▶ Stated problem: Extract every one of the entries below verbatim, line for line, and omit the images from your answer.

◆ ◆ ◆ ◆

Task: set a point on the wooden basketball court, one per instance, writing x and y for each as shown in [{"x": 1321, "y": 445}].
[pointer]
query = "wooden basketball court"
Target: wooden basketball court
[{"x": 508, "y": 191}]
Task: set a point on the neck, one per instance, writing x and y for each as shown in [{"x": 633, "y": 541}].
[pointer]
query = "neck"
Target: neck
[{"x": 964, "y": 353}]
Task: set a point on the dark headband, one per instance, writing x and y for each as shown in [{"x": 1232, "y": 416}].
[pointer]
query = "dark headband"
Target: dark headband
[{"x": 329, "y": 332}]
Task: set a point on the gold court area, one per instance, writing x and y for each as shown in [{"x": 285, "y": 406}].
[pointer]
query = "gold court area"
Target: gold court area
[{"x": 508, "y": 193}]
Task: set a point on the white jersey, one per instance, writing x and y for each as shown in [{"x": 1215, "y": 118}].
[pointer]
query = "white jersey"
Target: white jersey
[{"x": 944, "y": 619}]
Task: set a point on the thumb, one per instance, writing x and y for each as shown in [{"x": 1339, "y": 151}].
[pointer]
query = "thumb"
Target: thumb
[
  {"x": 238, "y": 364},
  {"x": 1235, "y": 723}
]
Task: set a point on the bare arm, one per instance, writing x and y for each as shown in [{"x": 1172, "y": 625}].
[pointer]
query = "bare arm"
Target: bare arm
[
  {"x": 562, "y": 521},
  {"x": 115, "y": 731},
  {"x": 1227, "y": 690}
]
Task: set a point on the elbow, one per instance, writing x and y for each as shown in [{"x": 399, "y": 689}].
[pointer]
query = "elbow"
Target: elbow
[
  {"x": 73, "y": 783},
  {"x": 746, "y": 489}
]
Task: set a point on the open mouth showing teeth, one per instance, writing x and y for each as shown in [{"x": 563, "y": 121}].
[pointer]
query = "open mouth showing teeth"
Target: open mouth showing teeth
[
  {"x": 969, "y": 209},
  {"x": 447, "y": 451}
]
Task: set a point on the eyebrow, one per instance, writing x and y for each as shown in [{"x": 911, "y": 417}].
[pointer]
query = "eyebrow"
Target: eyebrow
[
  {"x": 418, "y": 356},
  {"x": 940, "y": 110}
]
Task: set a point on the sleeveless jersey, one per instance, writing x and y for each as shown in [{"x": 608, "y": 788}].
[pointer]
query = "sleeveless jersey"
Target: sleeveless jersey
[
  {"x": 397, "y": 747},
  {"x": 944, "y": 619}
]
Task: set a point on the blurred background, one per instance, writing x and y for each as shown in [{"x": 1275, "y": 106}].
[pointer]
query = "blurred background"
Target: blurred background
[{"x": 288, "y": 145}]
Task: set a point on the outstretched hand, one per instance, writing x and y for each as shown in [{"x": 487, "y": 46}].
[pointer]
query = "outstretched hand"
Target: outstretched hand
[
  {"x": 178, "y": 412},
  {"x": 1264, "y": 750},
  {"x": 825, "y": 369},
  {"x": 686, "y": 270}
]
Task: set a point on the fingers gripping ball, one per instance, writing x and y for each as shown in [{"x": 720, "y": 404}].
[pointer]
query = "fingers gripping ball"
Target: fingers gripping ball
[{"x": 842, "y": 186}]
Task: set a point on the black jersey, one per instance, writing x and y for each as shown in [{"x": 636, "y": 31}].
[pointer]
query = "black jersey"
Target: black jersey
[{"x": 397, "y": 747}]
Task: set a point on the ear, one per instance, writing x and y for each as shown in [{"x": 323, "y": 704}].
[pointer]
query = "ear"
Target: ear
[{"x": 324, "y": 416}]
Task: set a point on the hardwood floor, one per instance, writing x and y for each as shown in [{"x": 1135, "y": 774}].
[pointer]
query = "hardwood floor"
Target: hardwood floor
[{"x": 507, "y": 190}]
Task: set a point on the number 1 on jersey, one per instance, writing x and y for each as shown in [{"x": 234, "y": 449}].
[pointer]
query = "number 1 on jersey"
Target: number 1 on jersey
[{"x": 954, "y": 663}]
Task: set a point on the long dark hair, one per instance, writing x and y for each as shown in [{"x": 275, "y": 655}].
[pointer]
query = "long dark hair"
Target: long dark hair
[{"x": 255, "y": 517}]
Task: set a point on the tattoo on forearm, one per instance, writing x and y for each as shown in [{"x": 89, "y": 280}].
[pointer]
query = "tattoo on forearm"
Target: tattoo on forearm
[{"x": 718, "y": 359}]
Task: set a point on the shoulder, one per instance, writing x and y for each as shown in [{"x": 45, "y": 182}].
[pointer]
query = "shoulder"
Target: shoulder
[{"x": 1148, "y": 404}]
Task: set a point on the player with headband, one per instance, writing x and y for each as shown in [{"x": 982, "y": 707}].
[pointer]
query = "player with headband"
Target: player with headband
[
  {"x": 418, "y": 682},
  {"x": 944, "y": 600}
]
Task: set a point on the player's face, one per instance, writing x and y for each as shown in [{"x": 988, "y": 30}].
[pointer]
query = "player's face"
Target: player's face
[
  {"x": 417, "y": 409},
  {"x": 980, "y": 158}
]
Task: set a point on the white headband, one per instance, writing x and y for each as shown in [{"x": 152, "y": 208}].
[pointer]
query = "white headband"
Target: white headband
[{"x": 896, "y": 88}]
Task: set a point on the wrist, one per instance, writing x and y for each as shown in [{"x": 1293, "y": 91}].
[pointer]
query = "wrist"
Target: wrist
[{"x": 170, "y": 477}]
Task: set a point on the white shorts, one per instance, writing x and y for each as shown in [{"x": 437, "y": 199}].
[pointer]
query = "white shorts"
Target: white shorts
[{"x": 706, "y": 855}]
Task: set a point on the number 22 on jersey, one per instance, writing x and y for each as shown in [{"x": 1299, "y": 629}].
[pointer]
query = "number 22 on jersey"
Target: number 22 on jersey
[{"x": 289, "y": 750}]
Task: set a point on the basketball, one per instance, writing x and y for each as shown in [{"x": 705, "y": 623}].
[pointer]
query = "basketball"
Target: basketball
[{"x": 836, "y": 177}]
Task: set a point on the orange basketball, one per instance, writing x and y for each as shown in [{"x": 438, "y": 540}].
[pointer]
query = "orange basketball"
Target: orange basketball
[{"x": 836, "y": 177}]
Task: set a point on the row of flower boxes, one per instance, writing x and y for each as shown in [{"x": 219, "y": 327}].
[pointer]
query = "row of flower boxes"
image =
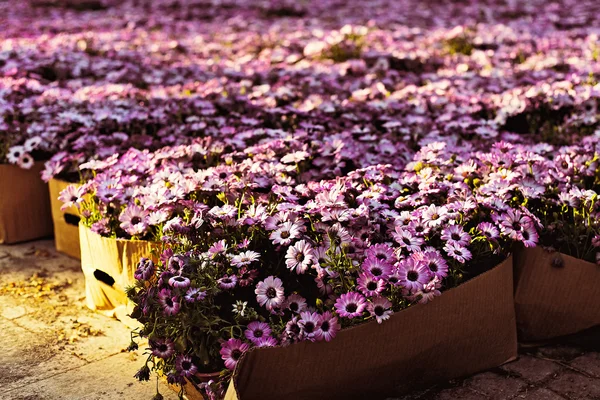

◆ ◆ ◆ ◆

▶ Result of this task:
Task: set a point on the wooden basketball court, one per instance, writing x and y for each as shown in [{"x": 1321, "y": 445}].
[pointer]
query = "wooden basketball court"
Target: wooden basketball court
[{"x": 508, "y": 191}]
Task: set a point on the neck, one per instance, writing x and y for each as shown in [{"x": 633, "y": 541}].
[pointer]
query = "neck"
Target: neck
[{"x": 964, "y": 353}]
Task: set a point on the dark headband, one per instance, writing x and y for each as shown in [{"x": 1232, "y": 416}].
[pointer]
query = "dark headband"
Target: dark headband
[{"x": 329, "y": 332}]
Task: set a point on the gold court area, one per instance, writing x and y for each as shown in [{"x": 285, "y": 406}].
[pointer]
query = "gold court area"
Target: gold court area
[{"x": 508, "y": 193}]
Task: set a point on the white jersey, one per instance, writing x and y for each as shown in [{"x": 1215, "y": 118}].
[pointer]
query = "white jersey"
Target: white jersey
[{"x": 944, "y": 619}]
Task: set a point on the thumb, one per instance, writing x and y for each as shown in [{"x": 1339, "y": 151}].
[pointer]
query = "thumb"
Target: thumb
[
  {"x": 238, "y": 364},
  {"x": 1235, "y": 723}
]
Task: set a point on the bare arm, one per instance, writing x and y for each as shown in [{"x": 1172, "y": 625}].
[pointer]
query = "bare arm"
Target: bare arm
[
  {"x": 562, "y": 521},
  {"x": 115, "y": 731},
  {"x": 1227, "y": 690}
]
Task: set a point on the elbow, one per instance, writing x and y for each as shown in [{"x": 399, "y": 689}].
[pointer]
query = "elbow"
Target: elbow
[
  {"x": 73, "y": 783},
  {"x": 746, "y": 489}
]
Task: set a point on the open mouth showing teeth, one per instance, writing x and y for each as shown in [{"x": 563, "y": 121}].
[pointer]
query = "open mouth showing teeth"
Target: open mouth showing teeth
[
  {"x": 969, "y": 209},
  {"x": 447, "y": 451}
]
Task: set a point on the eyebrow, one per instance, writing x and y for each as shown in [{"x": 911, "y": 417}].
[pointer]
query = "eyebrow"
Target: eyebrow
[
  {"x": 418, "y": 356},
  {"x": 940, "y": 110}
]
Task: set a point on the sleeveless jersey, one per instance, writing x and y for each as shown in [{"x": 608, "y": 788}].
[pointer]
query = "sleeveless jersey"
Target: sleeveless jersey
[
  {"x": 397, "y": 747},
  {"x": 944, "y": 619}
]
Task: set a point on the blurred background, one per instance, writing x and y for each as shown in [{"x": 1275, "y": 106}].
[pointer]
query = "blurred background"
Target: blurred background
[{"x": 288, "y": 145}]
Task: set a point on the outstretched hand, one per instance, writing x and y for each as shown in [{"x": 487, "y": 46}].
[pointer]
query = "outstretched hand"
Target: outstretched hand
[
  {"x": 178, "y": 412},
  {"x": 1264, "y": 750},
  {"x": 825, "y": 369},
  {"x": 686, "y": 270}
]
Task: set a point on the fingers gripping ball, one per instance, writing x and y for each as shown in [{"x": 720, "y": 404}].
[pointer]
query = "fingers gripping ball"
Target: fingers gripping ball
[{"x": 842, "y": 186}]
Task: set a point on the black jersey, one per instance, writing x and y for each as shown in [{"x": 636, "y": 31}].
[pointer]
query = "black jersey"
Target: black jersey
[{"x": 397, "y": 747}]
Task: set a point on the ear, one per instance, writing x and y for each as shown in [{"x": 323, "y": 704}].
[pointer]
query = "ear"
Target: ear
[{"x": 324, "y": 416}]
Task: set a point on the hardwood floor, one per instance, writing x and y for each as shown in [{"x": 1135, "y": 774}].
[pointer]
query = "hardwood floor"
Target: hardwood floor
[{"x": 507, "y": 190}]
Task: set a point on the number 1 on jersey, one per instance, writing x and y for each as shown in [{"x": 234, "y": 449}].
[pointer]
query = "number 1 on jersey"
Target: number 1 on jersey
[{"x": 954, "y": 663}]
Task: set a point on the long dark hair, one per instance, writing x and y for each as shown in [{"x": 275, "y": 655}].
[pointer]
query = "long dark hair"
Target: long dark hair
[{"x": 255, "y": 517}]
Task: set a point on the tattoo on forearm, one per instance, writing x and y for each as shown in [{"x": 89, "y": 280}].
[pointer]
query = "tattoo on forearm"
Target: tattoo on forearm
[{"x": 718, "y": 359}]
Task: set a point on the shoulder, one per instance, writing x and y for each as shown in [{"x": 45, "y": 182}].
[pointer]
query = "shoulder"
Target: shoulder
[{"x": 1148, "y": 404}]
Task: set a point on the player with headband, one per instance, writing x and y for each as shown in [{"x": 982, "y": 707}].
[pointer]
query = "player with headband"
Target: player with headband
[
  {"x": 418, "y": 682},
  {"x": 944, "y": 600}
]
Task: set a point on the player's face, one per instance, writing x and y for each as shown in [{"x": 988, "y": 30}].
[pointer]
query = "player's face"
Target: player's face
[
  {"x": 417, "y": 409},
  {"x": 980, "y": 158}
]
Task: set a point on the white headband, one per instance, writing x and y for each as shown in [{"x": 152, "y": 208}].
[pointer]
query = "white headband"
Target: white headband
[{"x": 896, "y": 88}]
Task: set a point on the wrist, one per instance, writing x and y for each as shown in [{"x": 1293, "y": 91}].
[pointer]
query = "wrist"
Target: wrist
[{"x": 170, "y": 477}]
Task: set a point on the white shorts, one per instance, writing x and y for each as shown in [{"x": 437, "y": 199}].
[pointer]
query = "white shorts"
Target: white shorts
[{"x": 706, "y": 855}]
Task: set a point on the number 22 on jersey, one per instance, writing x and y for each as shown in [{"x": 1299, "y": 629}].
[pointer]
query = "number 22 on jersey"
Target: number 22 on jersey
[{"x": 289, "y": 750}]
Task: set a point on the basketball, one per instance, writing x and y for each as shown in [{"x": 705, "y": 623}].
[pointer]
query = "basketball"
Target: basketball
[{"x": 836, "y": 177}]
Task: set a point on the orange basketball, one per instance, writing x and y for each as shown in [{"x": 438, "y": 540}].
[pointer]
query = "orange basketball"
Target: orange basketball
[{"x": 836, "y": 177}]
Task: set a point on the row of flower boxes, one per instance, writing x and y for each as shown in [{"x": 219, "y": 327}].
[pointer]
query = "row of flower boxes"
image =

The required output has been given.